» **Page text**

========================================

Mike, get her on benadryl ASAP! It will get the swelling asap and ice it down, too! I did that at a test last year with Maggie stung on her eye. by morning she was OK to run. I really hope your little one does well and what do they treat Rocky Mt Fever with? Damm those ticks! Haley sure is a trooper!
I'll call you tomorrow to see you she is.
Diane


----------



## Gerry Clinchy (Aug 7, 2007)

Mike, Megan's callbacks to Amateur (on Facebook) had #37, but did not have ruby/snodgrass.


----------



## zoomngoldens (Nov 11, 2004)

Qual placements

1 - #34 - Ken Hogan and Rider! WOOHOO!
2 - #13 - 
3 - #46
4 - #1
RJ - #24
Jams - 4, 17, 22, 32, 42


Callbacks to Am water marks

2, 15, 22, 30, 47, 56, 57, 58, 60


----------



## Annette (Mar 21, 2004)

Mike thanks for posting. It is really appreciated.
I hope Haley will be fine.


----------



## Emcare (Apr 14, 2009)

Does anyone have Sally Low's contact information?
Please send a PM with the information.
Thanks very much,
Carey


----------

========================================

» **Information provided**
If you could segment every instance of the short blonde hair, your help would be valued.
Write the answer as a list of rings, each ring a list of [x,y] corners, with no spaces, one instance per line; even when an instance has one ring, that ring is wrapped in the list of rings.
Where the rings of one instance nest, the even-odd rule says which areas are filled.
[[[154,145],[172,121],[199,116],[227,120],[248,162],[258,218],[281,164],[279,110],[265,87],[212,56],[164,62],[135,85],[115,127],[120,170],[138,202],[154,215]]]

========================================

» **Parts of the exercise**
• a. Answer these questions from the forum thread, one line each, marked the same way:
(i) Which dog was stung on her eye at a test last year?
(ii) Which number took first place in the Qual placements?
(iii) How does the post asking for Sally Low's contact information want that information sent?
• b. From the forum thread, write out the part that opens with the words "## Gerry Clinchy" and closes with "(Nov 11, 2004)", putting "Twitter" where "Facebook" stands.

» **Solutions below**
• a.
(i) Maggie
(ii) #34
(iii) By PM

• b.
## Gerry Clinchy (Aug 7, 2007)

Mike, Megan's callbacks to Amateur (on Twitter) had #37, but did not have ruby/snodgrass.


----------



## zoomngoldens (Nov 11, 2004)